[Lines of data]
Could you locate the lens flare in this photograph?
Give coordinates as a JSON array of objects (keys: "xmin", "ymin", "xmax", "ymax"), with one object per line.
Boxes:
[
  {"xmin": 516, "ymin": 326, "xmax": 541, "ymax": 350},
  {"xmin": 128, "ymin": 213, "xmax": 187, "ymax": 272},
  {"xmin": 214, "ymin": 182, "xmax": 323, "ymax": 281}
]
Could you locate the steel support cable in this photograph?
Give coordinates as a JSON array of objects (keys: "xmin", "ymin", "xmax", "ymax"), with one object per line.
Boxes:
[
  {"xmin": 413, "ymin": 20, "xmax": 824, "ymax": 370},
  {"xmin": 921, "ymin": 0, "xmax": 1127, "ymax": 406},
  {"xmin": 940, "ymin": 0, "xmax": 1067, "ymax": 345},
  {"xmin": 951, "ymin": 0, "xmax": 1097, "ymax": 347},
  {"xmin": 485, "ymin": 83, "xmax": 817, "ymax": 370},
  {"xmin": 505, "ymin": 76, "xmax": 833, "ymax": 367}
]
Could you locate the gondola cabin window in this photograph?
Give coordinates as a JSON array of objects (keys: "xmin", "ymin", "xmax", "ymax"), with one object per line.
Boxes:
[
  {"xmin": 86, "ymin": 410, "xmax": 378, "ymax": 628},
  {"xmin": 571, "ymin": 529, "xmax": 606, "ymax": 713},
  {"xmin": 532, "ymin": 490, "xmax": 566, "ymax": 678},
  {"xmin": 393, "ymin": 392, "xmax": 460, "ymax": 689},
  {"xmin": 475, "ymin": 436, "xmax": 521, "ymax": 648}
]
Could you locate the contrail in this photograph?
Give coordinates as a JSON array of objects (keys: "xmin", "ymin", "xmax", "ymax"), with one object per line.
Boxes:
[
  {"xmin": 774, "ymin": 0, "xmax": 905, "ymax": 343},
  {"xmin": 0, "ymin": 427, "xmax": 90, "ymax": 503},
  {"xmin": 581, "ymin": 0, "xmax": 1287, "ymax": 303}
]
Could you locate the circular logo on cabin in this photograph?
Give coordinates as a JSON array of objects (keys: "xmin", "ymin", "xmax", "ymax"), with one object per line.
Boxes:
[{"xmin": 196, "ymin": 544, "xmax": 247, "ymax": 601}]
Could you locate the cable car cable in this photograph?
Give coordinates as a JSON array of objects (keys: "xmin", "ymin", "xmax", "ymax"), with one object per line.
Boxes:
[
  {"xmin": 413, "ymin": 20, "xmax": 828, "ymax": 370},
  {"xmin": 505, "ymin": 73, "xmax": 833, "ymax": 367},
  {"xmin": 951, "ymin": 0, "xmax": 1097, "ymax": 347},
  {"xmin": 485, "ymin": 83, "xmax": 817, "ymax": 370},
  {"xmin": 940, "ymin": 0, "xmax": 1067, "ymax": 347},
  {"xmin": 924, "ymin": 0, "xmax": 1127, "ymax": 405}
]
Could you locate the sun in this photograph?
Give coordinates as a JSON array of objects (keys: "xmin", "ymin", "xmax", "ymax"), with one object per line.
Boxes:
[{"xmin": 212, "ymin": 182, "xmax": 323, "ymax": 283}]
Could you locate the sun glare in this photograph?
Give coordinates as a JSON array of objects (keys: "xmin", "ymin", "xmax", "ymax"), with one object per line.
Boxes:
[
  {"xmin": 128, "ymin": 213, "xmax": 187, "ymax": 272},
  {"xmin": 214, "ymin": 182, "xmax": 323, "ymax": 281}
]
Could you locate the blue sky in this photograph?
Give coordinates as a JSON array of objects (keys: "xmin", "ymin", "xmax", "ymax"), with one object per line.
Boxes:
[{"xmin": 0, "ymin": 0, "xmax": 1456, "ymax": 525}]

* Given task *
Copy all of the material above word for word.

* Expected answer *
Could you locate the lens flare in this photograph?
Give coordinates as a JSON array of objects (keys: "xmin", "ymin", "xmax", "ymax"), with one object per line.
Boxes:
[
  {"xmin": 516, "ymin": 326, "xmax": 541, "ymax": 350},
  {"xmin": 128, "ymin": 213, "xmax": 187, "ymax": 272},
  {"xmin": 214, "ymin": 182, "xmax": 323, "ymax": 281}
]
Could you locate the steel support cable in this photograph?
Give coordinates as a JSON array of objects (keys: "xmin", "ymin", "xmax", "ymax"), with one object per line.
Boxes:
[
  {"xmin": 413, "ymin": 20, "xmax": 824, "ymax": 370},
  {"xmin": 921, "ymin": 0, "xmax": 1127, "ymax": 406},
  {"xmin": 940, "ymin": 0, "xmax": 1067, "ymax": 345},
  {"xmin": 951, "ymin": 0, "xmax": 1097, "ymax": 347},
  {"xmin": 485, "ymin": 83, "xmax": 817, "ymax": 370},
  {"xmin": 505, "ymin": 76, "xmax": 833, "ymax": 367}
]
Could you locate the gondola cabin window in this photograph?
Give coordinates as a JSON array of objects (keys: "xmin", "ymin", "xmax", "ymax"), with one object per line.
Boxes:
[
  {"xmin": 86, "ymin": 410, "xmax": 378, "ymax": 628},
  {"xmin": 571, "ymin": 529, "xmax": 606, "ymax": 713},
  {"xmin": 532, "ymin": 490, "xmax": 566, "ymax": 678},
  {"xmin": 393, "ymin": 392, "xmax": 460, "ymax": 689},
  {"xmin": 475, "ymin": 436, "xmax": 521, "ymax": 648}
]
Could you locate the contrail in this photograph?
Give coordinates as a JSON array of objects (keys: "xmin", "ymin", "xmax", "ymax"), with one object per line.
Boxes:
[
  {"xmin": 774, "ymin": 0, "xmax": 905, "ymax": 343},
  {"xmin": 0, "ymin": 427, "xmax": 90, "ymax": 503},
  {"xmin": 581, "ymin": 0, "xmax": 1287, "ymax": 303}
]
Could you locate the circular logo on cabin in this photograph?
Give coordinates as a JSON array of objects (keys: "xmin", "ymin", "xmax", "ymax"), with one object per line.
Boxes:
[{"xmin": 196, "ymin": 544, "xmax": 247, "ymax": 601}]
Could you locate the cable car cable in this photograph?
Give coordinates as a JSON array of objects (keys: "xmin", "ymin", "xmax", "ymax"), with one object per line.
Boxes:
[
  {"xmin": 413, "ymin": 20, "xmax": 828, "ymax": 370},
  {"xmin": 505, "ymin": 73, "xmax": 833, "ymax": 367},
  {"xmin": 951, "ymin": 0, "xmax": 1097, "ymax": 347},
  {"xmin": 485, "ymin": 83, "xmax": 817, "ymax": 370},
  {"xmin": 940, "ymin": 0, "xmax": 1067, "ymax": 347},
  {"xmin": 924, "ymin": 0, "xmax": 1127, "ymax": 405}
]
Could you locate the sun in this photograph?
Give coordinates as a JSON array of objects (keys: "xmin", "ymin", "xmax", "ymax"), with one object per line.
Boxes:
[{"xmin": 212, "ymin": 182, "xmax": 323, "ymax": 283}]
Could you locate the sun glare in this photograph?
Give coordinates as a JSON array of objects (keys: "xmin", "ymin", "xmax", "ymax"), with one object per line.
Boxes:
[
  {"xmin": 128, "ymin": 213, "xmax": 187, "ymax": 272},
  {"xmin": 214, "ymin": 182, "xmax": 323, "ymax": 281}
]
Could you locate the blue sky in this photograph?
Give coordinates as a JSON array of objects (keys: "xmin", "ymin", "xmax", "ymax"), with one object per line.
Boxes:
[{"xmin": 0, "ymin": 0, "xmax": 1456, "ymax": 525}]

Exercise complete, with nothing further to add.